**** Listing

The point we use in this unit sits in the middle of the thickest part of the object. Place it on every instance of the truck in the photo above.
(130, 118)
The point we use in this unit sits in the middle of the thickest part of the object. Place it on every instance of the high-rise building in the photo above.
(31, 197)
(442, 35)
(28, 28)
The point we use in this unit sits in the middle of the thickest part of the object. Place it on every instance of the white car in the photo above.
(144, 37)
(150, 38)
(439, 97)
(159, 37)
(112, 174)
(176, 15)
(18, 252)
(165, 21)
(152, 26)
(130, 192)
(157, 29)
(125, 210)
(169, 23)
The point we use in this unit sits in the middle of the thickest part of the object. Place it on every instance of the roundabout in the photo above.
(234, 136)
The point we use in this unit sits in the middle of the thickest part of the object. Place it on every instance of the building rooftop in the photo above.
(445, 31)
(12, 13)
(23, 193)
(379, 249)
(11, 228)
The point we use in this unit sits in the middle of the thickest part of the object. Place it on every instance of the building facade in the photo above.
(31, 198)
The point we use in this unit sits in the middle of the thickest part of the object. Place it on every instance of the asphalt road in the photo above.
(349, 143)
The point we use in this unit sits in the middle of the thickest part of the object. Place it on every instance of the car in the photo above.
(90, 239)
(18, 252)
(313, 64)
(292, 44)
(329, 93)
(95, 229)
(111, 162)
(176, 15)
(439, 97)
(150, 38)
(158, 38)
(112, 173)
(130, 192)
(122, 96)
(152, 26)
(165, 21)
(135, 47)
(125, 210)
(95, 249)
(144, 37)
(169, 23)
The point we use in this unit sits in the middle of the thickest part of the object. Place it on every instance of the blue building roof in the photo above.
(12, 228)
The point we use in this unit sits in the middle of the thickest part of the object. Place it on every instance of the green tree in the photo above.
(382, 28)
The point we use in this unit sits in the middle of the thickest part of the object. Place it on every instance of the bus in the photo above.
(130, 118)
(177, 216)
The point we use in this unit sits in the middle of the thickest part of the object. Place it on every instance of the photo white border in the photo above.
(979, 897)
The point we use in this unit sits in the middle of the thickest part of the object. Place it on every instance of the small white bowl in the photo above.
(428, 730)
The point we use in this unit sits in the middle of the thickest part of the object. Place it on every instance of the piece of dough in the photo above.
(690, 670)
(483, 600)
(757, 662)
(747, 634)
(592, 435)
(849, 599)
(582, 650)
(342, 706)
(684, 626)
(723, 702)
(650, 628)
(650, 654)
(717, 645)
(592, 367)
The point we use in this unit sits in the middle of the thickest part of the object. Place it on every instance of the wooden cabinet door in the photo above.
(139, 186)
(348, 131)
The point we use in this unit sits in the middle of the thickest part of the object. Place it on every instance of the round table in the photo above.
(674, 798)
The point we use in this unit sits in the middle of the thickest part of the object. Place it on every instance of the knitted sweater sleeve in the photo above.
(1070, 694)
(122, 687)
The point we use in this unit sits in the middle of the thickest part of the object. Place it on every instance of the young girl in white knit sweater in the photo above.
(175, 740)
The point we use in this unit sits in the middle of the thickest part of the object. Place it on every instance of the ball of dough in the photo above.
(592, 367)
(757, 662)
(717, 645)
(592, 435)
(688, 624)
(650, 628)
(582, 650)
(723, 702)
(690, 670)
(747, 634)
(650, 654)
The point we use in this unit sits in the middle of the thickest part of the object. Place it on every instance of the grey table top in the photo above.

********

The line containing "bowl in the photo above." marks the start; retype it and each line after it through the end of the records above, exactly.

The point we use in this unit sits in the middle of the thickest part of the object. Place it on every instance of the small white bowl in the photo above.
(428, 730)
The point we use in this unit sits in the middle of the thickest part of the object. Place it on every instance of the piece of dough in the photo above.
(690, 670)
(483, 600)
(757, 662)
(747, 634)
(592, 435)
(849, 599)
(582, 650)
(342, 706)
(684, 626)
(723, 702)
(650, 628)
(650, 654)
(717, 645)
(592, 367)
The point we use in this unit sits in the middle of the thickest part of the object. Place it on every instance of the wooden cabinet door in the photo above.
(139, 186)
(348, 131)
The point we use in this unit sits in the middle of the thickest part of the object. Place it on every instance of the round table in the photo above.
(674, 798)
The point we use in this unit sits in the middle of the thickest part of the object. Place it on every instance of the knitted sweater sleeve in the photo above.
(1070, 694)
(122, 687)
The point we use in this unit sits in the middle of the thickest part of the object. Place it on every instance of the young girl in white knit sweater in the photo above.
(175, 740)
The point we use in this unit sits in the middle of the thickest part of the object. Place it on every instance of the ball of dough in the photo above.
(592, 367)
(757, 662)
(717, 645)
(592, 435)
(688, 624)
(650, 628)
(582, 650)
(723, 702)
(690, 670)
(747, 634)
(650, 654)
The point we use in this unit sits in the middle of the thickest part of the object. Place it on every instance of the grey table top in the photo above.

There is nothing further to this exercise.